_Goal_. Every line from the one with "Q: Point to the unopened" to the end of the data needs to be copied exactly, and no line before it.
═══ Information provided
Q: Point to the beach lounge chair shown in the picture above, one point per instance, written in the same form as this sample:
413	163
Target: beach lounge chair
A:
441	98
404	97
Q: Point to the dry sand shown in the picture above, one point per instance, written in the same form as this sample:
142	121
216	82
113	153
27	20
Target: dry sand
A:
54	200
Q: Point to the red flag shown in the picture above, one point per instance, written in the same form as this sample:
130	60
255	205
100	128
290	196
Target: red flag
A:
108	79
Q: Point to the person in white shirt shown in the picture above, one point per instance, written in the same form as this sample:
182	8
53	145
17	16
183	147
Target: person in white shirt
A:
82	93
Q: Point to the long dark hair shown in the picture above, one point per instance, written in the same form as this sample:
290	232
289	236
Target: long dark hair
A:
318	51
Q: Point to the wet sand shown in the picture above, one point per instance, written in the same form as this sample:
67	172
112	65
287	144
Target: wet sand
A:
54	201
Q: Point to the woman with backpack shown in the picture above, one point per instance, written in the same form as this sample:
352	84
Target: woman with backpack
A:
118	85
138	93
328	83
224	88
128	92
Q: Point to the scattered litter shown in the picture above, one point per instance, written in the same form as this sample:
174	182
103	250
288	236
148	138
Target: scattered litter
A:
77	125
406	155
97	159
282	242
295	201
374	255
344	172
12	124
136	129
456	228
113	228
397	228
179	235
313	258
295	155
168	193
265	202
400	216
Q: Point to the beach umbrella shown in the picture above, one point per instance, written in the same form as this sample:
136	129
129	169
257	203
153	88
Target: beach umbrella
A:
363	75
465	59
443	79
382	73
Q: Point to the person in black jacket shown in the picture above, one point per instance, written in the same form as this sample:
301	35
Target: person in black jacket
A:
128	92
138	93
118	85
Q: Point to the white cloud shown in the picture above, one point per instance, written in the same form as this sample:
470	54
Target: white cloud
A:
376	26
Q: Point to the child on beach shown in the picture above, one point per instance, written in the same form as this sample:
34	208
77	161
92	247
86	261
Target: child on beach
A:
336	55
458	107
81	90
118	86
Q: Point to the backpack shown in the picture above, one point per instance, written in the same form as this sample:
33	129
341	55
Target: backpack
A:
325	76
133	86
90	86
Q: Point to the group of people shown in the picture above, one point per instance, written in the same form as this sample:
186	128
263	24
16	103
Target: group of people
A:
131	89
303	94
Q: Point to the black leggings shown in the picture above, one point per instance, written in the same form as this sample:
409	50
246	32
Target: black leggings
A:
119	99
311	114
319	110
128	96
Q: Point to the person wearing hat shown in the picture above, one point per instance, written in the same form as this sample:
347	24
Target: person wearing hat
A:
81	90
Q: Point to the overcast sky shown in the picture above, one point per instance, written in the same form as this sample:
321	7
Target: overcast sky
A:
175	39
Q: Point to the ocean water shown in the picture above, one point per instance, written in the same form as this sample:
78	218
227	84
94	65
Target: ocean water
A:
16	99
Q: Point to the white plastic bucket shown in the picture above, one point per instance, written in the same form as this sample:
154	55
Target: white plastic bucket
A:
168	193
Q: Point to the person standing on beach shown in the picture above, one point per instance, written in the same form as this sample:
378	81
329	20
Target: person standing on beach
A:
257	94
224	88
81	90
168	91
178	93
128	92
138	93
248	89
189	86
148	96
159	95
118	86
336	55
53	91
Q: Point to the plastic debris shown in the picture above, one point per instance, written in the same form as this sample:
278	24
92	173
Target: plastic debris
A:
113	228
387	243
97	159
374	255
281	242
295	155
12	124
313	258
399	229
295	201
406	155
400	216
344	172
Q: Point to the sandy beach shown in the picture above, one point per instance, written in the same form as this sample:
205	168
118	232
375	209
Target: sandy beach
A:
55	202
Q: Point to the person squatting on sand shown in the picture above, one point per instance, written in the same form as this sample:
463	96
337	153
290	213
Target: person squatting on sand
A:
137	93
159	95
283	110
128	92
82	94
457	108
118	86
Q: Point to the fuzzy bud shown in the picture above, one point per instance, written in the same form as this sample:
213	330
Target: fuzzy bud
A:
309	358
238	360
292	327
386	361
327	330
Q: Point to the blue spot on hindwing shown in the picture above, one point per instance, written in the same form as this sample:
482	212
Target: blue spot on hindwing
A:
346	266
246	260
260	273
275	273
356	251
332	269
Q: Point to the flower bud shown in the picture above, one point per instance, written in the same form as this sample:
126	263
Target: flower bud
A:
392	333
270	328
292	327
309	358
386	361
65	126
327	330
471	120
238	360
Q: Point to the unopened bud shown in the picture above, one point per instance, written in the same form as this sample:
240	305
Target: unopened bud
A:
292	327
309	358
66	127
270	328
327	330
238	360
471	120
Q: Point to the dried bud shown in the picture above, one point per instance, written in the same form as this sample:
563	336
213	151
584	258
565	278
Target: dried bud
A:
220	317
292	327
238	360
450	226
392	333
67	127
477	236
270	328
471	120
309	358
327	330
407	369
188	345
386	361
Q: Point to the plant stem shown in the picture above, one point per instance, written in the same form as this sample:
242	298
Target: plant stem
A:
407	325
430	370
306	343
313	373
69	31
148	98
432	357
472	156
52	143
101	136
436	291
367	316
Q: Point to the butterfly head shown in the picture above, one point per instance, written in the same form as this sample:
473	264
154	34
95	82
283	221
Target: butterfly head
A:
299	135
══════
_Response to this exercise_.
Q: Point to the unopened bud shown in the picture above, one point per instance, written in the same form as this sample:
240	305
Target: unopened bud
A:
292	327
309	358
66	127
270	328
327	330
238	360
471	120
Q: Point to the dried bud shown in the picture above, one point per instance, written in the same form as this sample:
563	336
213	151
584	258
565	278
Target: dried bud
A:
220	317
292	327
238	360
450	226
392	333
67	127
477	236
270	328
471	120
309	358
327	330
407	369
188	345
386	361
Q: Point to the plant stem shown in the picture above, one point per instance, written in the same form as this sample:
242	298
Target: plant stem
A:
407	325
430	370
306	343
313	373
69	31
148	98
432	357
472	156
52	143
101	136
436	291
367	316
Q: Point to the butterfly head shown in the picture above, one point per instance, written in the same form as this sample:
473	264
154	34
95	82
283	221
Target: butterfly head
A:
299	135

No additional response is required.